Entries follow. Return each line that contains the word "white".

-- -- --

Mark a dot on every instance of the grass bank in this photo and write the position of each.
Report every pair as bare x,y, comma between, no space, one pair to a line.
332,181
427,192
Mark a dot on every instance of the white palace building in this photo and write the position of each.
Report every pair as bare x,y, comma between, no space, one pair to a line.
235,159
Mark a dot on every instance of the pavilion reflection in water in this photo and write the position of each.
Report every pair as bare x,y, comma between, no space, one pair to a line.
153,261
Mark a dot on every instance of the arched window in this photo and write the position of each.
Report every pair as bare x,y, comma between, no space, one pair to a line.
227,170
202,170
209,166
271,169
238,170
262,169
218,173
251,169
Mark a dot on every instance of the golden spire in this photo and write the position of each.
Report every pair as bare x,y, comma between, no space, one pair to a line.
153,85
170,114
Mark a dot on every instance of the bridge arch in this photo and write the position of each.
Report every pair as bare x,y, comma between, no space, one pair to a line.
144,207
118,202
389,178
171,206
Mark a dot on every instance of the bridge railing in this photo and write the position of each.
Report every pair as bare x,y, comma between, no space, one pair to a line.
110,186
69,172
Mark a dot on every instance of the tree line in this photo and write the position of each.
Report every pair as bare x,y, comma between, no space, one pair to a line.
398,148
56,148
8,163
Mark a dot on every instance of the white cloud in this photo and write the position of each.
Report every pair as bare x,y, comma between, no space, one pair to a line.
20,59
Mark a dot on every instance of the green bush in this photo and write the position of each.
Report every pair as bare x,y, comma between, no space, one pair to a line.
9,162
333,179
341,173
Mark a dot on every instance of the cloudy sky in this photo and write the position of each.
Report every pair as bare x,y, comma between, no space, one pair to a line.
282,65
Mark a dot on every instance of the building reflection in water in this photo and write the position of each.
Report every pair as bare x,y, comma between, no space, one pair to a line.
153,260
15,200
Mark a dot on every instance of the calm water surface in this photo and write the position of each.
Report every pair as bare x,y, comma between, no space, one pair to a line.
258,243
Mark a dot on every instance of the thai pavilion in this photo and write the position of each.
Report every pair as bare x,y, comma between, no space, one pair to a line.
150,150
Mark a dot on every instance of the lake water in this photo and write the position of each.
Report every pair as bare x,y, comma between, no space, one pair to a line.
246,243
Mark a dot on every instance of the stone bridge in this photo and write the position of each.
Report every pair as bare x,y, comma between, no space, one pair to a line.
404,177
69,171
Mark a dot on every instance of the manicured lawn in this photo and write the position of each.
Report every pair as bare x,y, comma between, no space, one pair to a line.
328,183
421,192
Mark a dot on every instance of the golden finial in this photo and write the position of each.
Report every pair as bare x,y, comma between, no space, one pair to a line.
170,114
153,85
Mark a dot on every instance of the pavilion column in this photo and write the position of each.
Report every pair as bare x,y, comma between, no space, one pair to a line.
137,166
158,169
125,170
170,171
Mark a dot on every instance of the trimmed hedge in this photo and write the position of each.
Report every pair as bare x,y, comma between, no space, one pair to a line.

-- -- --

### Answer to the problem
Mark a dot on every instance of the white palace building in this photo and write the position of each.
Mark a dot on every instance of the white cloud in this photo and write the position of each.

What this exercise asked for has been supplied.